TASK DIRECTIONS: Format the listing below as a JSON list of strings, one string per line, omitting blank lines.

-------------------------

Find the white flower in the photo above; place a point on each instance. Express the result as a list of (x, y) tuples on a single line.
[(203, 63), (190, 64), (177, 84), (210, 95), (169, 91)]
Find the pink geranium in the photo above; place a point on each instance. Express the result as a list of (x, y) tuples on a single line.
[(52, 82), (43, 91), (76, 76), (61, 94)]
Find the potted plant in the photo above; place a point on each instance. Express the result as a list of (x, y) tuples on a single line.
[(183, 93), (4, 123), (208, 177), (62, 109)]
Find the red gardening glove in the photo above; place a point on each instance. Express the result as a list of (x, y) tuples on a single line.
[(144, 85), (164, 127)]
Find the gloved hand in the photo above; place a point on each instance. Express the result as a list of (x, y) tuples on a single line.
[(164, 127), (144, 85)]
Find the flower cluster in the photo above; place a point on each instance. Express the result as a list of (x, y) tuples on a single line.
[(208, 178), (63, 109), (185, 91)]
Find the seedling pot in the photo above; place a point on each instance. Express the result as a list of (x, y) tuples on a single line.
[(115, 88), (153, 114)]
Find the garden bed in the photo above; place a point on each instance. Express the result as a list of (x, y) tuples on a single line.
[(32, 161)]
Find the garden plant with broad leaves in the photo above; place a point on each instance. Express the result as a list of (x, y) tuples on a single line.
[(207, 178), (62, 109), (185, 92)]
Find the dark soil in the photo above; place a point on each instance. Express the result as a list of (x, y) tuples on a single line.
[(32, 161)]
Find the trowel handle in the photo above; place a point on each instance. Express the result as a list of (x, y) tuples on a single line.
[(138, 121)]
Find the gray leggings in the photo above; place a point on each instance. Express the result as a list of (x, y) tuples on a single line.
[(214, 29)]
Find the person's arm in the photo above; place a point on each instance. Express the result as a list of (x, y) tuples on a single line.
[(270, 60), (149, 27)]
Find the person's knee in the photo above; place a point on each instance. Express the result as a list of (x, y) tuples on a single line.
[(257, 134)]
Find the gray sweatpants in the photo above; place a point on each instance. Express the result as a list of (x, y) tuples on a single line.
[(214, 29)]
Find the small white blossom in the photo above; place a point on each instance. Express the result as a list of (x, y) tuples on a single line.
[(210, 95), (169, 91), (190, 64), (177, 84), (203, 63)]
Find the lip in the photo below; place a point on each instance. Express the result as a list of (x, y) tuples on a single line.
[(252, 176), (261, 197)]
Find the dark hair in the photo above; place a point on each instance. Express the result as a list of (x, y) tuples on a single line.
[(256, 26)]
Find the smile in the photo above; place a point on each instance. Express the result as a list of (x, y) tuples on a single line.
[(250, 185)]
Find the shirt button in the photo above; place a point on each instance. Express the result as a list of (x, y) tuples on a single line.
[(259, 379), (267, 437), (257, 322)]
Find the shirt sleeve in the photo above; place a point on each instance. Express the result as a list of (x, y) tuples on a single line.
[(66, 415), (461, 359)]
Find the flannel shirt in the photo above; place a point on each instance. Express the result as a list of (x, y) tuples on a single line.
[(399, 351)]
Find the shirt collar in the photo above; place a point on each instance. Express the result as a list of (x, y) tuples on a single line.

-------------------------

OUTPUT OF THE EXERCISE:
[
  "Find the white flower in the photo above; place a point on each instance. Express the result as a list of (x, y) tuples on a single line.",
  "[(203, 63), (190, 64), (177, 84), (210, 95), (169, 91)]",
  "Find the pink geranium in the photo above; place a point on each instance. Express the result as a list of (x, y) tuples on a single line.",
  "[(52, 82), (43, 91), (76, 76), (61, 94)]",
  "Find the potted plant in the photo above; place a point on each instance. Express the result as a list of (x, y) tuples on a single line.",
  "[(183, 93), (4, 123), (208, 177), (62, 109)]",
  "Find the red gardening glove in the photo above; place a point on each instance. Express the result as a list of (x, y) tuples on a single line.",
  "[(144, 85), (164, 127)]",
  "Find the gloved hand in the photo above; place a point on each instance. Express the result as a list of (x, y) tuples on a single line.",
  "[(164, 127), (144, 85)]",
  "Find the flower cluster in the photo above; place a point on each instance. Express the result as a list of (x, y) tuples on a single line.",
  "[(208, 178), (63, 109), (185, 91)]",
  "Find the seedling pot in the photo above; place a point on each instance. Express the result as a list of (x, y) tuples on a single line.",
  "[(115, 88), (153, 114)]",
  "Find the garden bed in the photo above; place a point on each instance. Express the result as a list of (x, y) tuples on a single line.",
  "[(32, 161)]",
  "Find the garden plant with broad leaves in the photo above; place a point on each instance. Express the result as a list of (x, y) tuples on a single line.",
  "[(207, 178), (62, 109), (185, 92)]",
  "Find the dark soil in the photo above; place a point on each instance. Express the result as a list of (x, y) tuples on a single line.",
  "[(32, 161)]",
  "Find the trowel handle in the photo above; place a point on each instance. Express the result as a list of (x, y) tuples on a single line.",
  "[(138, 121)]",
  "Find the gray leggings in the photo above; place a point on each instance. Express the result as a list of (x, y) tuples on a single line.",
  "[(214, 29)]",
  "Find the person's arm in the photo above; place a point on each instance. Express the result as a list of (x, y) tuples on a single line.",
  "[(270, 60), (149, 27)]",
  "Find the person's knee in the photo above; place a point on each instance. Express the result as a list of (x, y) tuples on a single line.",
  "[(257, 134)]",
  "Find the gray sweatpants in the photo above; place a point on each instance. Express the result as a list of (x, y) tuples on a single line.",
  "[(214, 29)]",
  "Find the small white blossom in the photo above; place a point on each instance. Express the result as a list of (x, y) tuples on a single line.",
  "[(210, 95), (169, 91), (190, 64), (177, 84), (203, 63)]",
  "Find the lip in the photo below; place a point on each instance. Express the result as a list of (x, y) tuples on a single line.",
  "[(252, 176), (261, 197)]",
  "Find the dark hair in the photo above; place a point on each instance. Express the result as a list of (x, y) tuples on a single line.",
  "[(256, 26)]",
  "Find the smile in the photo above; place a point on each instance. Express the result as a list of (x, y) tuples on a single line.",
  "[(250, 185)]",
  "Find the shirt button in the photo above; place a point on each instance. Express the result as a list of (x, y) tuples on a single line.",
  "[(259, 379), (267, 437), (257, 322)]",
  "Find the shirt sleeve in the photo above; place a point on each instance. Express the result as a list of (x, y) tuples on a single line.",
  "[(66, 415), (461, 359)]",
  "Find the flannel shirt in the photo above; place a point on each instance. Express the result as a list of (x, y) tuples on a single line.",
  "[(399, 351)]",
  "Find the shirt collar in the photo above; place a point on each instance. Express the result as a list of (x, y) tuples on a single line."
]